Aufgabe A:
Welches eingebettete Datenbanksystem wird laut dem Forenbeitrag in der Software verwendet?
Aufgabe B:
Gib bitte einen Abschnitt aus dem Forenbeitrag wortgetreu wieder. Beginne bei den Worten "Danke im Voraus." und höre nach "nicht meine Muttersprache." auf.

Auszug:
□ □ □ □

# Kann die Tabellen nicht finden



## UrmLmn (9. Jul 2015)

Servus zusammen,

Habe letztens eine Software mit einem eingebetteten Datenbanksystem geschrieben(mit Derby). Die Software funktioniert ganz gut, ich wollte aber noch eine neue print-Funktion zu der Software schreiben und dafür verwende ich JasperReports. Wenn ich versuche, meine Datenbank mit dem iReport zu verbinden, bekomme ich eine Nachricht dass die Tabellen nicht existieren. Ich kann auch keine Daten in den Tabellen sehen, die in Netbeans sind, wenn ich zu Services, Databases und dann zu meiner Datenbank klicke. Wenn ich aber die Software vom Netbeans oder als selbstständiges Programm starte, sind alle Daten da und die Tabellen existieren schon.
Ich vermute, dass das Problem auftritt, weil ich zwei Datenbanken erzeugen könnte. Kann jemand mir helfen und sagen wo das Problem sein könnte.

Danke im Voraus.

PS: Ich bitte Sie um Entschuldigung, falls es sprachliche Fehler bei der Erklärung gab. Die deutsche Sprache ist nicht meine Muttersprache.


----------

□ □ □ □

Gegebene Daten:
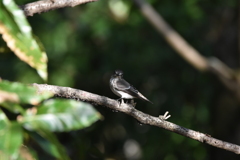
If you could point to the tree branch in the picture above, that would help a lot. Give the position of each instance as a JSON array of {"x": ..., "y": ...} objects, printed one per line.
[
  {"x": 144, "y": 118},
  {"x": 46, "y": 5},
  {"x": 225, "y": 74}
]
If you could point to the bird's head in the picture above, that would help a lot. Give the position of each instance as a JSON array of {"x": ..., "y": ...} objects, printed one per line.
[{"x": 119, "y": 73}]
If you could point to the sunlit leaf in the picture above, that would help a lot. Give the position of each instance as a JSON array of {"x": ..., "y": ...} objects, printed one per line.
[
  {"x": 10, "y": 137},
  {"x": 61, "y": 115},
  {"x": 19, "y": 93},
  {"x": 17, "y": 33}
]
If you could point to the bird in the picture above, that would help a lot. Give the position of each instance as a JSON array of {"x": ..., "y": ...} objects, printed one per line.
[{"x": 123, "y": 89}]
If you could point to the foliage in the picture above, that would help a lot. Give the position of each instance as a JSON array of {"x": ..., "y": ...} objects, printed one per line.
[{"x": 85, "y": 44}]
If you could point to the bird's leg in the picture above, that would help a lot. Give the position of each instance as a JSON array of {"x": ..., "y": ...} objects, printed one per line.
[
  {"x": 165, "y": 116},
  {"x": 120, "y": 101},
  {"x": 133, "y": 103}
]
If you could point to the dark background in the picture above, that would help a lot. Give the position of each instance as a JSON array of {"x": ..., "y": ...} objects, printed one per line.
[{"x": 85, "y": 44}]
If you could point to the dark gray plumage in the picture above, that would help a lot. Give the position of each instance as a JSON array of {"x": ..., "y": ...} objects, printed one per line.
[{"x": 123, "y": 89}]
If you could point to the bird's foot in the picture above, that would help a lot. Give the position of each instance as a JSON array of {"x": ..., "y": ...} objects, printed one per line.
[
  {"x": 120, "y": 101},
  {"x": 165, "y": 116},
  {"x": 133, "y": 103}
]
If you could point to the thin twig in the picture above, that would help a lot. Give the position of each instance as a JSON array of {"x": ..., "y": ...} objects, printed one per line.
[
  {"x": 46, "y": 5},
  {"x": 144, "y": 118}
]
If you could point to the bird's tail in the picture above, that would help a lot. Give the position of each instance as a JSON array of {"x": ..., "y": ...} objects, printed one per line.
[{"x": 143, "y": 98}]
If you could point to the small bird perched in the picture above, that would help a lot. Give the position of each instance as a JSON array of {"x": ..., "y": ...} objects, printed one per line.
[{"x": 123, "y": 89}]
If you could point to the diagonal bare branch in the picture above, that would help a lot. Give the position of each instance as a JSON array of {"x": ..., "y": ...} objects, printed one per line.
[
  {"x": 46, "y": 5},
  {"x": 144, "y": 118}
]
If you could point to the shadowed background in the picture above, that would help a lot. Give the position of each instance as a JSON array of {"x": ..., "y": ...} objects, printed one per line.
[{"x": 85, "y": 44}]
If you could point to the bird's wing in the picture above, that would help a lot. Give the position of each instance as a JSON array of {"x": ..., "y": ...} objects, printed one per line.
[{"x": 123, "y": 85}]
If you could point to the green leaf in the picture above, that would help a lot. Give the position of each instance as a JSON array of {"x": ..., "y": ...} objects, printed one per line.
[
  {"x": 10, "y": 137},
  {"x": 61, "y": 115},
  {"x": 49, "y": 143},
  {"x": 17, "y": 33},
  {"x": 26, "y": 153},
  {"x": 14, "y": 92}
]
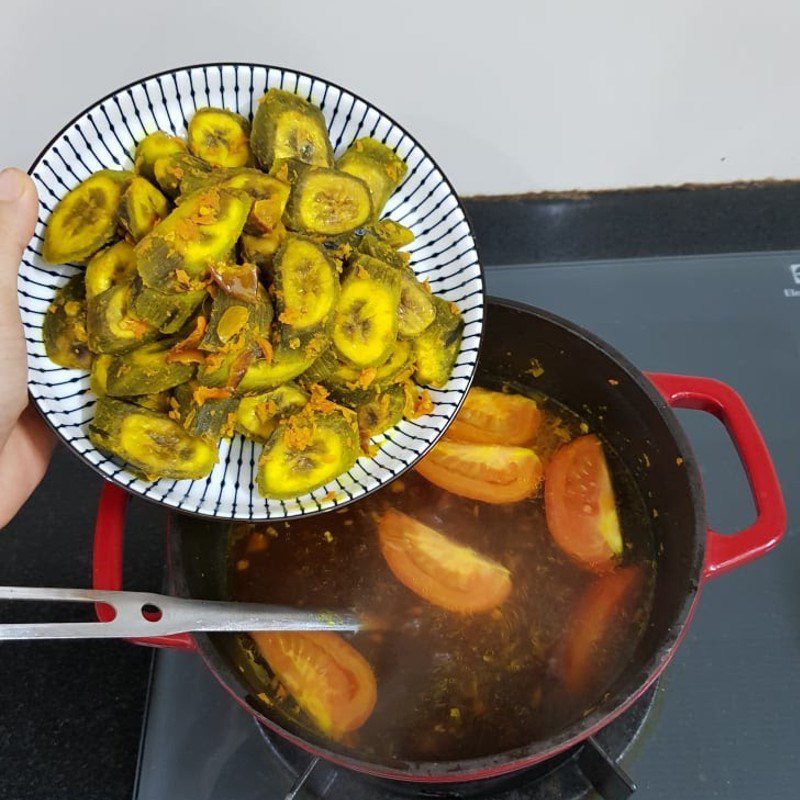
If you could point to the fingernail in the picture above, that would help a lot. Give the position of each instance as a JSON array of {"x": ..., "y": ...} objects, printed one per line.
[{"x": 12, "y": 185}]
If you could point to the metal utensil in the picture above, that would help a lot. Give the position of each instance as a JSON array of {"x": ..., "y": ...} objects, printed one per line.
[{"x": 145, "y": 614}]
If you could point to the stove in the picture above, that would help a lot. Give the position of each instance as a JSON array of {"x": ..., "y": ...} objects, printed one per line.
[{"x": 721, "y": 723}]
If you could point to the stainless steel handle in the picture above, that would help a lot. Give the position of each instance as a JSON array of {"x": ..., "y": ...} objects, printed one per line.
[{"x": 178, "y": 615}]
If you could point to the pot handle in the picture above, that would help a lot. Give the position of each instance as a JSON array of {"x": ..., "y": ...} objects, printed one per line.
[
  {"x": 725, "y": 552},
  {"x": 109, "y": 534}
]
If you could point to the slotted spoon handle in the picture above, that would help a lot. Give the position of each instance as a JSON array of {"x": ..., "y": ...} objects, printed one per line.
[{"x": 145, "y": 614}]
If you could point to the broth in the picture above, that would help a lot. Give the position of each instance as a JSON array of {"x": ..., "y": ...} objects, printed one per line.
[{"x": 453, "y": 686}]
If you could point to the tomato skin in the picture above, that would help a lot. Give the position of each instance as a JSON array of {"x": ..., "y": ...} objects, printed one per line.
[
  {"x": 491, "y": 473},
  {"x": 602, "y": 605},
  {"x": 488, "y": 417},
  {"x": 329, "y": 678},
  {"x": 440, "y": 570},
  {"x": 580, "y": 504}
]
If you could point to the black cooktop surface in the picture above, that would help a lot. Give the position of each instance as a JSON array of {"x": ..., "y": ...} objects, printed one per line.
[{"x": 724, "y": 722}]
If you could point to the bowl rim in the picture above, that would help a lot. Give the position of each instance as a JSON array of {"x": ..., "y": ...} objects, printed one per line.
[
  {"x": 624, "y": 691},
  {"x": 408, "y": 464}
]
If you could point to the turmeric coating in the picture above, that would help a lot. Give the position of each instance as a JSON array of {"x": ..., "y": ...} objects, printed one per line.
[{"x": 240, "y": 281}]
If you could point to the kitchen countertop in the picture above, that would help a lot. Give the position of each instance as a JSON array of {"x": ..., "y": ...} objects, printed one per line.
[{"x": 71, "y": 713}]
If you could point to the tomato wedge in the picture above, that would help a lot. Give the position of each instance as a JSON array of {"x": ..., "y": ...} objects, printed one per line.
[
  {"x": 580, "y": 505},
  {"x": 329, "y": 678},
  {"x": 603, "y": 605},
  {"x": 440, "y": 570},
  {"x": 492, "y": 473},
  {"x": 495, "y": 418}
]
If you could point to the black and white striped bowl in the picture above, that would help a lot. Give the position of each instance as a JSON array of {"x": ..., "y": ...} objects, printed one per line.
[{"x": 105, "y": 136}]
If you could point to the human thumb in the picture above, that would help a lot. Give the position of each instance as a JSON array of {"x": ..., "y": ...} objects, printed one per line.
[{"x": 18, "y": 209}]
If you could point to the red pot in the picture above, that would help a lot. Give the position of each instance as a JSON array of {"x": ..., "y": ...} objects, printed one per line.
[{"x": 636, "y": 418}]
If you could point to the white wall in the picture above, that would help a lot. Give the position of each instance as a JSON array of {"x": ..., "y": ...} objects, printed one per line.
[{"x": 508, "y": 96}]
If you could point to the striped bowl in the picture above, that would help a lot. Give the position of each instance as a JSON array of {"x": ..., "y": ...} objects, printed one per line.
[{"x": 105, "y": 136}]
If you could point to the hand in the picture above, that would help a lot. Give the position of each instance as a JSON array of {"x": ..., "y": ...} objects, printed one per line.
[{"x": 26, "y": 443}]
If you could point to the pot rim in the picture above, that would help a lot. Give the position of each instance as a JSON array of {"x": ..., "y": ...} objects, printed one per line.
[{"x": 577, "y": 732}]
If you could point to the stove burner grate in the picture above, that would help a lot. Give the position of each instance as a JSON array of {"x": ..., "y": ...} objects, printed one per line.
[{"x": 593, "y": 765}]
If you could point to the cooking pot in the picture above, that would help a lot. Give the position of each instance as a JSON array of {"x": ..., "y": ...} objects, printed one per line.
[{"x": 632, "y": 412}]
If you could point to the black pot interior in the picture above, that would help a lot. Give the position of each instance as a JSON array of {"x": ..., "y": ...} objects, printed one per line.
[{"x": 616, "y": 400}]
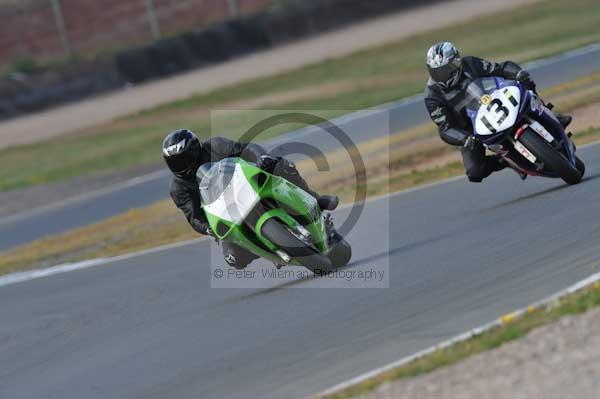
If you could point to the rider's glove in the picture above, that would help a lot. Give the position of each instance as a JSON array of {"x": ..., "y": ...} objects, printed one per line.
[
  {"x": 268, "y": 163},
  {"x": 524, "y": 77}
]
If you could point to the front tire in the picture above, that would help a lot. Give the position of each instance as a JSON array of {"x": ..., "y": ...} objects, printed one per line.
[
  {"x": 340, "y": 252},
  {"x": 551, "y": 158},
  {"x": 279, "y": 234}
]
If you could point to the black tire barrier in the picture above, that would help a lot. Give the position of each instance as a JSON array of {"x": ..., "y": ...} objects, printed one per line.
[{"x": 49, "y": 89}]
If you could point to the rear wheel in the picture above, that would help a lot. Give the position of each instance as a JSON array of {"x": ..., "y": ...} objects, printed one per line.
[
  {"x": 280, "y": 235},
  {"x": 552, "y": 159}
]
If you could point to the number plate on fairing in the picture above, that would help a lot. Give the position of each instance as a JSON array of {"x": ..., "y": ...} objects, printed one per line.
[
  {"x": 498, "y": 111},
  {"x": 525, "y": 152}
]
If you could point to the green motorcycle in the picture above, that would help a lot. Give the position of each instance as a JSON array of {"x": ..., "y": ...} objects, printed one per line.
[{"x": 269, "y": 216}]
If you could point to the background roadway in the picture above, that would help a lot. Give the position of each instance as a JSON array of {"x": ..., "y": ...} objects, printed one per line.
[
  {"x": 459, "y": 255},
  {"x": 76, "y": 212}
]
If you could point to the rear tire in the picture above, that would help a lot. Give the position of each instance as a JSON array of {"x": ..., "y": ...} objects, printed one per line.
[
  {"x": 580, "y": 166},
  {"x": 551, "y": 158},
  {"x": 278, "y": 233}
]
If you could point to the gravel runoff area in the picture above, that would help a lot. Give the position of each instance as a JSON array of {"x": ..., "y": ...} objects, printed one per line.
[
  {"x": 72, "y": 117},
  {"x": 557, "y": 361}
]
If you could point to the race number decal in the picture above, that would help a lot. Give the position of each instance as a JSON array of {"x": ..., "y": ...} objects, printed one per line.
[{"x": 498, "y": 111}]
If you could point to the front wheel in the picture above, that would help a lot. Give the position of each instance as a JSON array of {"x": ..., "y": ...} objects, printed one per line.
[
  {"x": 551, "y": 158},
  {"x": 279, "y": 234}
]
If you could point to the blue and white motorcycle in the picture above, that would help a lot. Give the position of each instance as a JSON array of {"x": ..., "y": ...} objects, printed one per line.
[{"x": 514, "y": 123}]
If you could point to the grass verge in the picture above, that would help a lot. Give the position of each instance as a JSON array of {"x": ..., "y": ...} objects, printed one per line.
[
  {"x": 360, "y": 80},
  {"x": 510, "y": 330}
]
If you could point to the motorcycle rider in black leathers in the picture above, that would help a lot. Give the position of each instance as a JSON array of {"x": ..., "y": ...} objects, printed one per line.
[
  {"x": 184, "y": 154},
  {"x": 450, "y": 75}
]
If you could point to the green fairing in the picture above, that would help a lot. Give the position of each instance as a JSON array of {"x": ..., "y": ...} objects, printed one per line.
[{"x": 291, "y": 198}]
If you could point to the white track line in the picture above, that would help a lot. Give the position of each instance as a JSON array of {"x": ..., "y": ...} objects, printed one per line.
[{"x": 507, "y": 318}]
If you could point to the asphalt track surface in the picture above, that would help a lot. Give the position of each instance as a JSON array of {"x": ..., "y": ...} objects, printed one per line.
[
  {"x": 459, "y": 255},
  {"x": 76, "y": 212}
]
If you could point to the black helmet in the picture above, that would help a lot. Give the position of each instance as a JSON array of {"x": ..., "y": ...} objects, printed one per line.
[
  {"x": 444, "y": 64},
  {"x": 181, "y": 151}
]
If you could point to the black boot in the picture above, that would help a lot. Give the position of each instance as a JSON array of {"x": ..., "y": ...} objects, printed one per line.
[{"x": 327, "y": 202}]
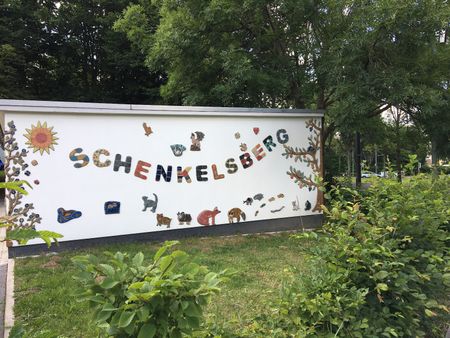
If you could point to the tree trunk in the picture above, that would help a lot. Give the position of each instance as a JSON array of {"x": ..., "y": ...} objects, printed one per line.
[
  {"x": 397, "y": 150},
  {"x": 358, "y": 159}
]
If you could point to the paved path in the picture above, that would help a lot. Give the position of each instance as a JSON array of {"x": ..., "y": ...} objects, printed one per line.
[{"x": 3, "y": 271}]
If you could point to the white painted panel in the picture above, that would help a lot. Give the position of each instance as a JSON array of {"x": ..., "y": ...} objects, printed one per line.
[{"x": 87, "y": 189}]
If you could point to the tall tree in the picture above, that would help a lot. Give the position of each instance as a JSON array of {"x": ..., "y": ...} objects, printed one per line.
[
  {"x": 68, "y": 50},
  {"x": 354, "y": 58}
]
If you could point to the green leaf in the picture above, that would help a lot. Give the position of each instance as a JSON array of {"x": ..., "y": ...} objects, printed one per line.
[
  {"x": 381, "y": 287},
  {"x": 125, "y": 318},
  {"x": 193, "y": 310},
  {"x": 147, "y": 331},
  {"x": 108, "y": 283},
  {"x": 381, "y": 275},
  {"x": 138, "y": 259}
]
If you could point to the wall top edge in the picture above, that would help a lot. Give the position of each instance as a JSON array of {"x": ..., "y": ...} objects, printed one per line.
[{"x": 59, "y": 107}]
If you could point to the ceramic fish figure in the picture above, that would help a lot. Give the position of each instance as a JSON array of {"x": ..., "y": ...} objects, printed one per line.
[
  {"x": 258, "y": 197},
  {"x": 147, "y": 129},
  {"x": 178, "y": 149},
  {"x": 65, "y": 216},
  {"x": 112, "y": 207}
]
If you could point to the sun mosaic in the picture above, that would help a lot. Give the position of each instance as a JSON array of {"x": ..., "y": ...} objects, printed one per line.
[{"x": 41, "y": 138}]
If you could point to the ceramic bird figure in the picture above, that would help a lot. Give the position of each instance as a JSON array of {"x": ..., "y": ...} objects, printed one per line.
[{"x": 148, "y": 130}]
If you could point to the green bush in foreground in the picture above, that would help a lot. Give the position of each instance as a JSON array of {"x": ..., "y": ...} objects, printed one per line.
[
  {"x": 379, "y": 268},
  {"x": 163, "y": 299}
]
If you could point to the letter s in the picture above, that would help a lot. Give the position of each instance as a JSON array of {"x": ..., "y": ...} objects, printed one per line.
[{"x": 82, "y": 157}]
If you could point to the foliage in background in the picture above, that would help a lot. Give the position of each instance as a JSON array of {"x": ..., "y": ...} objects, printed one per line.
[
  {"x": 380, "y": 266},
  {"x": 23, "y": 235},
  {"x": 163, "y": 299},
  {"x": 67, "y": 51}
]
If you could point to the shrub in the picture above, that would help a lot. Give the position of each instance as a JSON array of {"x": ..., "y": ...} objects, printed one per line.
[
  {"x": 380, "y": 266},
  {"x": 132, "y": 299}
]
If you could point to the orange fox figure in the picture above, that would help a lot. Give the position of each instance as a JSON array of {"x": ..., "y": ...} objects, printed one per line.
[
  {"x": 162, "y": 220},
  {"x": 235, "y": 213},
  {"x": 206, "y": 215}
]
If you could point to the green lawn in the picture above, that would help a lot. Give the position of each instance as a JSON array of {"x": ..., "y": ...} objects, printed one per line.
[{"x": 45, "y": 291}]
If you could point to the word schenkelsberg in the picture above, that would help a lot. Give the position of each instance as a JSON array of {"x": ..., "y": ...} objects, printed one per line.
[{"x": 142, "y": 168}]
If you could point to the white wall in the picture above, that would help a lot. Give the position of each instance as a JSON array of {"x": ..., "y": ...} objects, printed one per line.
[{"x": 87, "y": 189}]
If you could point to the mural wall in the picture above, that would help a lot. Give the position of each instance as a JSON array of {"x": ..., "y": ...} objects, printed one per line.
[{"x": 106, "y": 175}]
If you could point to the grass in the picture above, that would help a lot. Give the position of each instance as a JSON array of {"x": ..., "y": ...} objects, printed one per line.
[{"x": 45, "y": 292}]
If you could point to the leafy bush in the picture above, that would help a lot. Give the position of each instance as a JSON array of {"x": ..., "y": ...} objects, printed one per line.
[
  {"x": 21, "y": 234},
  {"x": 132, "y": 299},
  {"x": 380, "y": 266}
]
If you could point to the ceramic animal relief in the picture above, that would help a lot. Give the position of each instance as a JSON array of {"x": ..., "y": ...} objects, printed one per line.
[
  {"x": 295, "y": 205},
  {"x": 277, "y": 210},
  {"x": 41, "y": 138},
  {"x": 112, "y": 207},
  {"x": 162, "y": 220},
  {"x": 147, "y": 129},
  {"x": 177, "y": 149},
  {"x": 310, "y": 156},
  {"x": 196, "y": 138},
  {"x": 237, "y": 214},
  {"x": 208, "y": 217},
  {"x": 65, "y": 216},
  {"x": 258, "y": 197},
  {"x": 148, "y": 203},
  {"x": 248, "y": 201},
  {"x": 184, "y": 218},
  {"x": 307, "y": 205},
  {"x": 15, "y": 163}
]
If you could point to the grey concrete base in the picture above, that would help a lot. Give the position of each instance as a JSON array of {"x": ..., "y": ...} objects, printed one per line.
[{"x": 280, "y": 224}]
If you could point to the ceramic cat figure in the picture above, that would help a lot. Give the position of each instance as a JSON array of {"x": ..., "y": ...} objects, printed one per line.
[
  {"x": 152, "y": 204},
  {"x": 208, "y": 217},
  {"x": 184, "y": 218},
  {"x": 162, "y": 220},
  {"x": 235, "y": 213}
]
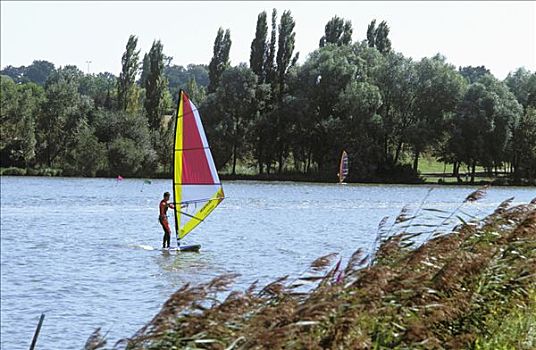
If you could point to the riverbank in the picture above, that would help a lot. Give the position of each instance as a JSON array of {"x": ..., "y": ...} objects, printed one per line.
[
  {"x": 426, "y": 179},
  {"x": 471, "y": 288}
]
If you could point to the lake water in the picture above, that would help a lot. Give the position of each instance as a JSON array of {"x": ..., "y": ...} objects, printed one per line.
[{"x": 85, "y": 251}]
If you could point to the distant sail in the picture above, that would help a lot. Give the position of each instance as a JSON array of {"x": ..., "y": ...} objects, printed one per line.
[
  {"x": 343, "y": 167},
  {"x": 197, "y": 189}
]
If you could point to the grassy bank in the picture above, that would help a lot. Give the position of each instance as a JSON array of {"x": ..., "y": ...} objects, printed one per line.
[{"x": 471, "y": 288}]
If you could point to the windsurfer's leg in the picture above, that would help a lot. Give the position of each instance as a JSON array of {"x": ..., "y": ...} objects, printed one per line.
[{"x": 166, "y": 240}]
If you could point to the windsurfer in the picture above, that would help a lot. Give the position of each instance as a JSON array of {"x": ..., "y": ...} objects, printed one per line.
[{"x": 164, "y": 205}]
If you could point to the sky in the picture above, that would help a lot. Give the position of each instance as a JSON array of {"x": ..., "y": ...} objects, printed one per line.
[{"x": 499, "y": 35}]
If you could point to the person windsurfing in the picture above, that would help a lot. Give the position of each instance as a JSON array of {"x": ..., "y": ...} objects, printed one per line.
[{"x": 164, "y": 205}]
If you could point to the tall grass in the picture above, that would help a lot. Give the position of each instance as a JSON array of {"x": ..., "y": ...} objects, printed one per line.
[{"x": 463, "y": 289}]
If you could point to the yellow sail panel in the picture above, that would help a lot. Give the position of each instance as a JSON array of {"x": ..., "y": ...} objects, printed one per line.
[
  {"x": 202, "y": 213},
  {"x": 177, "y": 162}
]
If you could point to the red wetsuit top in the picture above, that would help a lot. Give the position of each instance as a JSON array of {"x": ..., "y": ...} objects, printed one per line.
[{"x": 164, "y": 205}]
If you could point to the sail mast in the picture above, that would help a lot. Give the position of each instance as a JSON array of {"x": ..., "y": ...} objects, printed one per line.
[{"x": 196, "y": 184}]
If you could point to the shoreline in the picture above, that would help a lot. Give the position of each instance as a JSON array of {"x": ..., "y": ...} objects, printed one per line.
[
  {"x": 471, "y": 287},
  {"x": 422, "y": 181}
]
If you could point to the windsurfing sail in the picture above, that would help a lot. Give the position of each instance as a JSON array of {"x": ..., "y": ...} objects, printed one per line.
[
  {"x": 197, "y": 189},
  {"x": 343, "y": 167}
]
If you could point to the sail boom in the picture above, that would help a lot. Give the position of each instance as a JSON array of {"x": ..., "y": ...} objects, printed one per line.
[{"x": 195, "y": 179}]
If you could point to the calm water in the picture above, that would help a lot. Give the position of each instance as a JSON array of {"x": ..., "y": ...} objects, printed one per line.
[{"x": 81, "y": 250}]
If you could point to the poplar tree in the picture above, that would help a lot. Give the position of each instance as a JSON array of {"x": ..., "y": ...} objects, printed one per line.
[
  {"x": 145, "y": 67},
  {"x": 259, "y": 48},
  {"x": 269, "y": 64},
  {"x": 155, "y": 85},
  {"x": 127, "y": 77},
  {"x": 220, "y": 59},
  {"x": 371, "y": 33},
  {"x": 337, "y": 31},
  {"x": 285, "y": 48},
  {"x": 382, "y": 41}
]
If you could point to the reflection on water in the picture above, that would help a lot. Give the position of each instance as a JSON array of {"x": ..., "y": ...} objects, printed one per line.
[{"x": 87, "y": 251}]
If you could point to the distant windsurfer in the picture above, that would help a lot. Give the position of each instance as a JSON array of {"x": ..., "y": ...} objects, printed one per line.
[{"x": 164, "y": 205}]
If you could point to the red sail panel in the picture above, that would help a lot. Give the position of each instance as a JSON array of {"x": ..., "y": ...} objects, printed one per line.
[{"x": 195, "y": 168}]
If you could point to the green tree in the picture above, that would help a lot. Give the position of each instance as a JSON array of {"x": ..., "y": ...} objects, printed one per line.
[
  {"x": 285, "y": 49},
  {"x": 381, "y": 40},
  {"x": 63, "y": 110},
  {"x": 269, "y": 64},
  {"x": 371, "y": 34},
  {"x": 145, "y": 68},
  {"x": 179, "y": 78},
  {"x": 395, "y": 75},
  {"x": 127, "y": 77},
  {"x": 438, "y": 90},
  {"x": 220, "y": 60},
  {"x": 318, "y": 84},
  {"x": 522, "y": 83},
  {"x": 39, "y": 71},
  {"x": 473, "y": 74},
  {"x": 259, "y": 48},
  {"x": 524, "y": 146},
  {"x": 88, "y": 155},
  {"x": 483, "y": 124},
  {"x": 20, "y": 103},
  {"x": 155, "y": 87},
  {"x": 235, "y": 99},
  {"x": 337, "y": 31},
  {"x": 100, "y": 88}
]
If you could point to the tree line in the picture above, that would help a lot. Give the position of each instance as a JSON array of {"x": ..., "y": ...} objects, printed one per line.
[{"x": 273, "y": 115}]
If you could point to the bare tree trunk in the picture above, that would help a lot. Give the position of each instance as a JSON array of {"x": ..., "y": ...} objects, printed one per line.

□ □ □ □

Lösung A:
Derby.

Lösung B:
Danke im Voraus.

PS: Ich bitte Sie um Entschuldigung, falls es sprachliche Fehler bei der Erklärung gab. Die deutsche Sprache ist nicht meine Muttersprache.